PARTS OF THE EXERCISE:
• a. Please rewrite part of the dictionary-inversion thread below, starting at the words "To do this while" and ending after "inv_map = dict(zip(my_map.values(), my_map.keys()))". Change "inverse_mapping" to "flip_mapping" throughout.
• b. Extend the dictionary-inversion thread below, beginning right after its final line.

PASSAGE SHOWN:
——————————

Reverse / invert a dictionary mapping

Question

Given a dictionary like so:

my_map = {'a': 1, 'b': 2}

How can one invert this map to get:

inv_map = {1: 'a', 2: 'b'}

Answer 1

Python 3+:

inv_map = {v: k for k, v in my_map.items()}

Python 2:

inv_map = {v: k for k, v in my_map.iteritems()}

Answer 2

Assuming that the values in the dict are unique:

Python 3:

dict((v, k) for k, v in my_map.items())

Python 2:

dict((v, k) for k, v in my_map.iteritems())

Answer 3

If the values in my_map aren't unique:

Python 3:

inv_map = {}
for k, v in my_map.items():
    inv_map[v] = inv_map.get(v, []) + [k]

Python 2:

inv_map = {}
for k, v in my_map.iteritems():
    inv_map[v] = inv_map.get(v, []) + [k]

Answer 4

To do this while preserving the type of your mapping (assuming that it is a dict or a dict subclass):

def inverse_mapping(f):
    return f.__class__(map(reversed, f.items()))

Answer 5

Try this:

inv_map = dict(zip(my_map.values(), my_map.keys()))

——————————

RAW DATA:

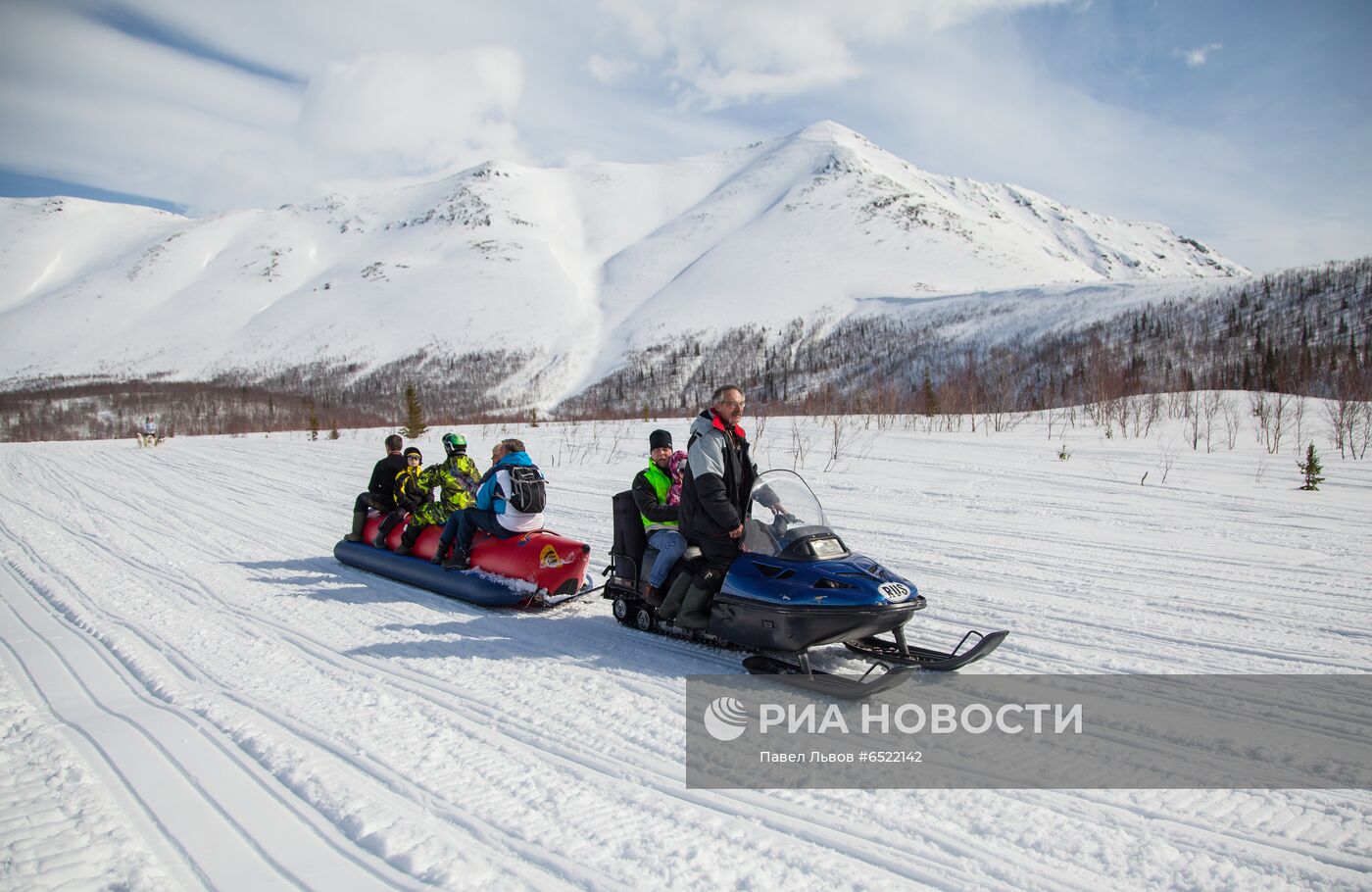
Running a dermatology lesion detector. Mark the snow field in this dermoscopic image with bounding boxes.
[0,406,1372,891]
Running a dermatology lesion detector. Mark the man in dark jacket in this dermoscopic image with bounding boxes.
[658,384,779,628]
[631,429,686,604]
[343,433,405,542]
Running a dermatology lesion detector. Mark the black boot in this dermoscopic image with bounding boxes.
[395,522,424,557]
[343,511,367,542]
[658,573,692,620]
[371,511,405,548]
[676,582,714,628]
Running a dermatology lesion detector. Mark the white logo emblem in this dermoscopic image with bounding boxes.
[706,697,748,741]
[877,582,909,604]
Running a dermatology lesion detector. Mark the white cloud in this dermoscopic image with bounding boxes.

——————————

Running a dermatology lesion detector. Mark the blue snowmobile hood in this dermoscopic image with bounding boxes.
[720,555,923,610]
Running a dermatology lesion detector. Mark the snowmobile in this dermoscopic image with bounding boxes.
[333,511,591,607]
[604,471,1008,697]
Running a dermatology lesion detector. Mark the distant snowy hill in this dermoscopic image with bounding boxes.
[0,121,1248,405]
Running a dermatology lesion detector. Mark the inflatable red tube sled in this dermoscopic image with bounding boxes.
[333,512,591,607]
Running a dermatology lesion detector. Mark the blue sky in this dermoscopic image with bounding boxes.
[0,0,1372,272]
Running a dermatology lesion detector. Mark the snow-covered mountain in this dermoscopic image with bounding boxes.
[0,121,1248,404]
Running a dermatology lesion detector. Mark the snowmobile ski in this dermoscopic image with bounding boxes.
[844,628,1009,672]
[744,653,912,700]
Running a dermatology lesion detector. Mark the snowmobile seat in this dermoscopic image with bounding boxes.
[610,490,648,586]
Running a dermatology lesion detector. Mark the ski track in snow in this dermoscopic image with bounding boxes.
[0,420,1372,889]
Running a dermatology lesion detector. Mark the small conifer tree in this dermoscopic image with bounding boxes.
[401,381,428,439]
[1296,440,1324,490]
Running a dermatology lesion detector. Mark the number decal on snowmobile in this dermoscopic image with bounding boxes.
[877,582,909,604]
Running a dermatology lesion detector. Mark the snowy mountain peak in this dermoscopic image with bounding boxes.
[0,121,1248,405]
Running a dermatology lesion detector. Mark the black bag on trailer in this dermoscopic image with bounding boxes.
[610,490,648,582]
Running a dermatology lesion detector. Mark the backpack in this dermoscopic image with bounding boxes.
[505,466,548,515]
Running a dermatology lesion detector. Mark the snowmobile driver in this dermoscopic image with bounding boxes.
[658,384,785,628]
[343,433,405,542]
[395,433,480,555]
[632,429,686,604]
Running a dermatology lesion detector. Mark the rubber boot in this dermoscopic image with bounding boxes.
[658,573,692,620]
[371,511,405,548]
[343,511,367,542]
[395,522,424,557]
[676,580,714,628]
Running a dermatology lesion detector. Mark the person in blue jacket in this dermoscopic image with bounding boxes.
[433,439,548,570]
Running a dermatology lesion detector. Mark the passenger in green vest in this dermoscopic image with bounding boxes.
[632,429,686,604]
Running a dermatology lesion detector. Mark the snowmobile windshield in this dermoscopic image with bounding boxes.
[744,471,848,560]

——————————

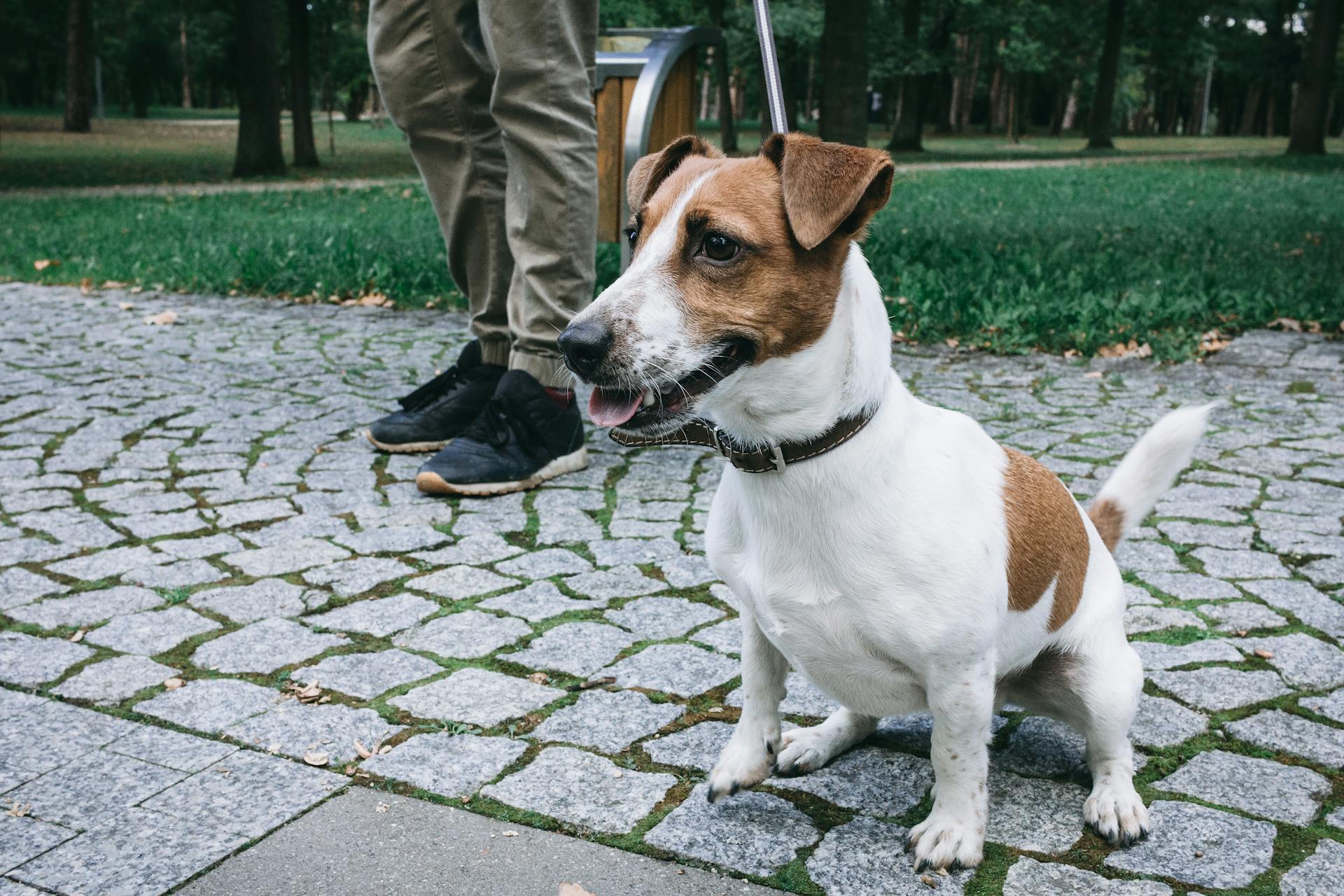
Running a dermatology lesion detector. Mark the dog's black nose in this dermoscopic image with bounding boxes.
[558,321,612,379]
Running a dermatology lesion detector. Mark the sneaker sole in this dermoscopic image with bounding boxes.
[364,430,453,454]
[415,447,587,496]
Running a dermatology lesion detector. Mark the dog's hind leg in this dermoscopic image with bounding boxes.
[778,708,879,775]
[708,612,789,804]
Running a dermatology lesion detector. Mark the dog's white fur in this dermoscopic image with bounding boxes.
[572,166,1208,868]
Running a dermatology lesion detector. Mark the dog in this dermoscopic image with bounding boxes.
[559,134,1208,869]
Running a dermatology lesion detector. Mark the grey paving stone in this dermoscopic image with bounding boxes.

——————————

WRITTEN RESPONSES:
• a.
To do this while preserving the type of your mapping (assuming that it is a dict or a dict subclass):

def flip_mapping(f):
    return f.__class__(map(reversed, f.items()))

Answer 5

Try this:

inv_map = dict(zip(my_map.values(), my_map.keys()))

• b.
(Note that the Python docs on dictionary views explicitly guarantee that .keys() and .values() have their elements in the same order, which allows the approach above to work.)

Alternatively:

inv_map = dict((my_map[k], k) for k in my_map)

or using python 3.0's dict comprehensions

inv_map = {my_map[k] : k for k in my_map}

Answer 6

Another, more functional, way:

my_map = { 'a': 1, 'b':2 }
dict(map(reversed, my_map.items()))

Answer 7

We can also reverse a dictionary with duplicate keys using defaultdict:

from collections import Counter, defaultdict

def invert_dict(d):
    d_inv = defaultdict(list)
    for k, v in d.items():
        d_inv[v].append(k)
    return d_inv

text = 'aaa bbb ccc ddd aaa bbb ccc aaa' 
c = Counter(text.split()) # Counter({'aaa': 3, 'bbb': 2, 'ccc': 2, 'ddd': 1})
dict(invert_dict(c)) # {1: ['ddd'], 2: ['bbb', 'ccc'], 3: ['aaa']}  

See here:

This technique is simpler and faster than an equivalent technique using dict.setdefault().

Answer 8

This expands upon the answer by Robert, applying to when the values in the dict aren't unique.

class ReversibleDict(dict):
    # Ref: https://stackoverflow.com/a/13057382/
    def reversed(self):
        """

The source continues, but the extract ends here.